▶ REQUIRED ACTIONS
**A.** Write out the passage from the abstract on the Buenavista Valley word for word, beginning at the words "Paleoecology and Geoarchaeology" and stopping after the words "for American Archaeology.".
**B.** Using the abstract on the Buenavista Valley, answer these questions:
(i) At which annual meeting of the Society for American Archaeology was the session held?
(ii) To what depth was the La Cuernavilla cival cored?
(iii) To which period were most of the excavated lithics and ceramics dated?

▶ DOCUMENT
Paleoecology and Geoarchaeology of the Buenavista Valley, Petén, Guatemala

Summary

This is an abstract from the "La Cuernavilla, Guatemala: A Maya Fortress and Its Environs" session, at the 88th annual meeting of the Society for American Archaeology.

We have studied the long-term environmental change and geoarchaeology of the Buenavista Valley in the region of El Zotz and La Cuernavilla in Guatemala’s Petén through multiple NSF grants from the 2000s to an NGS Grant for fieldwork in 2022. Past studies focused on the El Zotz reservoir, other regional reservoirs, dam construction, and paleoecological records from the sediments of the El Palmar cival and the El Zotz reservoir. The El Palmar cival coring evidence indicated steady maize pollen and charcoal from the earliest samples in the Middle Preclassic to at least the Terminal Classic, though the adjacent settlement fell into decline by the Early Classic. Lidar evidence from around the cival and across the Petén indicated many other possible instances of canals and wetland fields. To test these wetland fields, we excavated and cored a prominent canalized field system and cored the nearby La Cuernavilla cival to depth over 3 m. The excavations uncovered numerous lithics and ceramics mostly dated to the Preclassic. Here we present these findings from the 2022 field campaign as well as stratigraphy, dating evidence, geochemistry, and aDNA evidence to test our earlier interpretations and whether this is an example of upland, bajo, wetland agriculture.

Records from a data source
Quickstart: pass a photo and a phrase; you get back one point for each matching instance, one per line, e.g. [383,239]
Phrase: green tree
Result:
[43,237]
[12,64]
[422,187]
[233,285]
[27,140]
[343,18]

▶ ANSWERS PROVIDED
**A.**
Paleoecology and Geoarchaeology of the Buenavista Valley, Petén, Guatemala

Summary

This is an abstract from the "La Cuernavilla, Guatemala: A Maya Fortress and Its Environs" session, at the 88th annual meeting of the Society for American Archaeology.

**B.**
(i) The 88th annual meeting
(ii) Over 3 m
(iii) The Preclassic